* begin EXTRACTED MATERIAL *

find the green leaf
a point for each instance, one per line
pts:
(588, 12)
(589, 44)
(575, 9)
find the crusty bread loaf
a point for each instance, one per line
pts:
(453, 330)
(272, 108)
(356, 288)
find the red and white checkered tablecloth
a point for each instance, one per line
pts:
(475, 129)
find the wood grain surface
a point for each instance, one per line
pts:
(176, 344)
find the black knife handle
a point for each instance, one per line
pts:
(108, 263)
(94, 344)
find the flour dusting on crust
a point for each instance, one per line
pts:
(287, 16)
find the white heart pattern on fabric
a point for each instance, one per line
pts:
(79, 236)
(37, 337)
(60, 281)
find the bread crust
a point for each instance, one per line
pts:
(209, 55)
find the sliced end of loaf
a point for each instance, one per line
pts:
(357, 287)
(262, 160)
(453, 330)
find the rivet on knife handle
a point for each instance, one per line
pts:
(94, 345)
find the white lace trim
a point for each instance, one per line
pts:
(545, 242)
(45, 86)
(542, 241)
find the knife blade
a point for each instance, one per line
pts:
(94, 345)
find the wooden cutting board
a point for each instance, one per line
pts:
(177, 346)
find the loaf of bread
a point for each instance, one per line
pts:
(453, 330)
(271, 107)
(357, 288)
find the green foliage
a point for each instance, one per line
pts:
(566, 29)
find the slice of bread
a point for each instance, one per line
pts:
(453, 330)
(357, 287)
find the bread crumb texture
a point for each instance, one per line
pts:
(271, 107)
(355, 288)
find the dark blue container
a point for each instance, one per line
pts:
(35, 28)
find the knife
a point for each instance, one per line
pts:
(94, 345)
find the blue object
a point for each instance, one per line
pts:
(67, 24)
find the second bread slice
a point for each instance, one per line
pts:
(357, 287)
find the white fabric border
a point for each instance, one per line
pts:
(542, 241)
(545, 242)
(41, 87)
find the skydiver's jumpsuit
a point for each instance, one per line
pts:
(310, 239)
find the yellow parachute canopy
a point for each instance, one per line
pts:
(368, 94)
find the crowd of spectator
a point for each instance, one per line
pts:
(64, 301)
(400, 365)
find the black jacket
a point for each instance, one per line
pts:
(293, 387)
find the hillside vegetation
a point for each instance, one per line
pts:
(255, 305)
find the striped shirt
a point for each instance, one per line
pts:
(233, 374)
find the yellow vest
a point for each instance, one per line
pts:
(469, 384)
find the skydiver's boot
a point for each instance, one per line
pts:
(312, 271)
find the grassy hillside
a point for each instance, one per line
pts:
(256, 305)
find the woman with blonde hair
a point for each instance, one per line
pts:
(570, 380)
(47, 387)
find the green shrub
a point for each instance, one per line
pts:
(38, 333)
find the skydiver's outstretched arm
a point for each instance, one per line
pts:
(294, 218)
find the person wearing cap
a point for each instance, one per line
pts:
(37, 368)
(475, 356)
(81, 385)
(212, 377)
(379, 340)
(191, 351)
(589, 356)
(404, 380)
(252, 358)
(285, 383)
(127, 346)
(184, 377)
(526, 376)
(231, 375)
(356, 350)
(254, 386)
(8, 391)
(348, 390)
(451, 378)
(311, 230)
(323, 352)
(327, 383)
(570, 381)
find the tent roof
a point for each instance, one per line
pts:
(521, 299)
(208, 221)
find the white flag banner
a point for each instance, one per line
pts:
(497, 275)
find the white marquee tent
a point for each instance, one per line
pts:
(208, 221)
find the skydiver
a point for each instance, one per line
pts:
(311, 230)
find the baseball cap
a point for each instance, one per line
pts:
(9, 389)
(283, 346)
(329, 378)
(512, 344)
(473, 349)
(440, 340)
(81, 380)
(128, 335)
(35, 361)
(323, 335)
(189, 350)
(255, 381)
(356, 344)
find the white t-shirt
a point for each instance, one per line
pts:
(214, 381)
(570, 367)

* end EXTRACTED MATERIAL *

TASK DIRECTIONS: Each line of the material above must be retyped precisely.

REPLY TO THE TASK:
find the green leaf
a point for each instance, one per line
pts:
(588, 12)
(589, 44)
(575, 9)
find the crusty bread loaf
a point for each instance, one per line
pts:
(453, 330)
(272, 108)
(356, 288)
find the red and white checkered tablecloth
a point for each instance, one per line
pts:
(475, 129)
find the wood grain surface
a point for each instance, one per line
pts:
(176, 344)
find the black knife handle
a point for each instance, one per line
pts:
(108, 263)
(94, 344)
find the flour dusting on crust
a point for each instance, one per line
pts:
(287, 16)
find the white heart pattern on fabric
a point for each instance, one per line
pts:
(79, 236)
(37, 337)
(60, 281)
find the bread crust
a point for each instance, one per line
pts:
(209, 55)
find the sliced end of loaf
a point for each instance, one per line
pts:
(357, 287)
(262, 160)
(453, 330)
find the rivet on knife handle
a point for each instance, one per line
pts:
(94, 345)
find the white lace trim
a point for each instance, one per line
pts:
(545, 242)
(45, 86)
(542, 241)
find the knife blade
a point for each instance, one per line
pts:
(94, 345)
find the wooden cutting board
a point for each instance, one per line
pts:
(177, 346)
find the loaf of bread
a point for each instance, one per line
pts:
(453, 330)
(271, 107)
(357, 288)
find the green foliage
a point for each instance, one per line
pts:
(566, 29)
find the slice of bread
a point for each instance, one per line
pts:
(453, 330)
(357, 287)
find the bread crumb texture
a point for each instance, one per line
pts:
(271, 107)
(355, 288)
find the dark blue container
a point for each instance, one per line
pts:
(35, 28)
find the knife
a point for each instance, one per line
pts:
(94, 345)
find the blue object
a point for each instance, one per line
pts:
(67, 24)
find the second bread slice
a point for each instance, one per line
pts:
(357, 287)
find the white fabric border
a point for each instance, one per line
pts:
(542, 241)
(545, 242)
(41, 87)
find the skydiver's jumpsuit
a point for each instance, one per line
pts:
(310, 239)
find the yellow parachute canopy
a point for each instance, one per line
pts:
(368, 94)
find the crowd of spectator
a point for each instance, one per line
pts:
(64, 301)
(400, 365)
find the black jacket
a point for each instance, one per line
pts:
(293, 387)
find the hillside vegetation
a point for each instance, one per line
pts:
(255, 305)
find the striped shirt
a point for each instance, one per line
pts:
(233, 374)
find the yellow vest
a point for each instance, one per line
pts:
(469, 384)
find the skydiver's boot
a point for each instance, one per line
pts:
(312, 271)
find the grassy hillside
a point for each instance, one per line
pts:
(256, 305)
find the woman with blonde hair
a point for each instance, one per line
pts:
(570, 380)
(47, 387)
find the green shrub
a point for each instance, one per line
pts:
(38, 333)
find the skydiver's outstretched arm
a point for each instance, one per line
pts:
(294, 218)
find the person wearing cap
a point for each instance, one per line
pts:
(37, 368)
(475, 356)
(81, 385)
(212, 377)
(379, 340)
(191, 351)
(589, 356)
(404, 380)
(252, 358)
(285, 383)
(127, 346)
(184, 377)
(526, 376)
(231, 375)
(356, 350)
(254, 386)
(8, 391)
(348, 390)
(451, 378)
(311, 230)
(323, 352)
(327, 383)
(570, 381)
find the tent roof
a point for each instance, one per line
pts:
(521, 299)
(208, 221)
find the white flag banner
a point for each instance, one per line
pts:
(497, 275)
find the white marquee tent
a point for each instance, one per line
pts:
(208, 221)
find the skydiver
a point for each instance, one per line
pts:
(311, 230)
find the baseball cap
a point for each instance, one per line
pts:
(9, 389)
(283, 346)
(329, 378)
(512, 344)
(473, 349)
(440, 340)
(81, 380)
(128, 335)
(35, 361)
(323, 335)
(189, 350)
(255, 381)
(356, 344)
find the white t-shirt
a point for each instance, one per line
pts:
(214, 381)
(570, 367)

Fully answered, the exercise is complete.